EXERCISE AIM: Take the line that contains "Please put a marker on the logo" as the first line and the last line of the material below as the final one; reproduce exactly the lines between, inclusive.

DATA PROVIDED:
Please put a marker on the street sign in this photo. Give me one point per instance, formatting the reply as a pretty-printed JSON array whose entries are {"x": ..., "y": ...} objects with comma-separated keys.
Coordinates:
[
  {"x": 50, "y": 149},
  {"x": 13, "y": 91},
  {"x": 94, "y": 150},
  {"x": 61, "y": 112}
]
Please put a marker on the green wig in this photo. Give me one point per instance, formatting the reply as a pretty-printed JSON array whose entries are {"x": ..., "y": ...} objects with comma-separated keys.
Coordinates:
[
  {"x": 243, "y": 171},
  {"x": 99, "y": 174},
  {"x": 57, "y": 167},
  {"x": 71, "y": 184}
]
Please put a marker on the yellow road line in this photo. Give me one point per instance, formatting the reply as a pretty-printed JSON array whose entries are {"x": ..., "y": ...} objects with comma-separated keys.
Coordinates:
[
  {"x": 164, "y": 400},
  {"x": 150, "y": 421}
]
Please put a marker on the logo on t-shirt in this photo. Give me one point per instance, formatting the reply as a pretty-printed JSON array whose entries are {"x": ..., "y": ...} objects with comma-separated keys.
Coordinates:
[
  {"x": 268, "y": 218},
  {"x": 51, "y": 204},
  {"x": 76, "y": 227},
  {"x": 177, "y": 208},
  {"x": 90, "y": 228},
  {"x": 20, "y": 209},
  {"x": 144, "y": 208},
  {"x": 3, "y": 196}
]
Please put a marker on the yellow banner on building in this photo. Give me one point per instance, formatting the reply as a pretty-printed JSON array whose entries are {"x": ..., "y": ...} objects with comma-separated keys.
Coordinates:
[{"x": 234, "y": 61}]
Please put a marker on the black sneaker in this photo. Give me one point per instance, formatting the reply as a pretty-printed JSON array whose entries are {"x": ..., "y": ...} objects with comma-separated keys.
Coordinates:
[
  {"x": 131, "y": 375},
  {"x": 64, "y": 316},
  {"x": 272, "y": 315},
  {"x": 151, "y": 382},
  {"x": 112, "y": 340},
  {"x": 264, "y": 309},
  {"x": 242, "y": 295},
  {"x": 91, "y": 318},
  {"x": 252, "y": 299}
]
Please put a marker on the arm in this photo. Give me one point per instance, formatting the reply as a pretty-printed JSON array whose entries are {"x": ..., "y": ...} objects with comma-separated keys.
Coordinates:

ANSWER TO THE PROBLEM:
Please put a marker on the logo on t-shirt in this photo. Give me one point per instance, formatting the reply as a pretty-printed JSON array whose entries are {"x": ..., "y": ...} objects with comma-separated keys.
Coordinates:
[
  {"x": 268, "y": 218},
  {"x": 51, "y": 204},
  {"x": 76, "y": 227},
  {"x": 177, "y": 208},
  {"x": 90, "y": 228},
  {"x": 20, "y": 209},
  {"x": 144, "y": 208},
  {"x": 3, "y": 196}
]
Please put a marker on the yellow banner on building in this photo. Give me one point per instance, formatting the reply as a pretty-printed JSON array whose entries are {"x": ..., "y": ...} objects with comma-separated keys.
Coordinates:
[{"x": 234, "y": 61}]
Please put a marker on the black sneaker in this photo. Give me one point per instance, formatting the reply as a pretty-printed JSON array whose entries are {"x": ..., "y": ...} objects with comma-separated keys.
Coordinates:
[
  {"x": 131, "y": 375},
  {"x": 64, "y": 316},
  {"x": 272, "y": 315},
  {"x": 151, "y": 382},
  {"x": 112, "y": 340},
  {"x": 264, "y": 309},
  {"x": 242, "y": 295},
  {"x": 91, "y": 318},
  {"x": 252, "y": 299}
]
Please put a marker on the arm in this photo. Give me one point per instance, formatting the reply as a pretty-printed JSON array whose entries are {"x": ..., "y": ...} objects with comma-separated keys.
Coordinates:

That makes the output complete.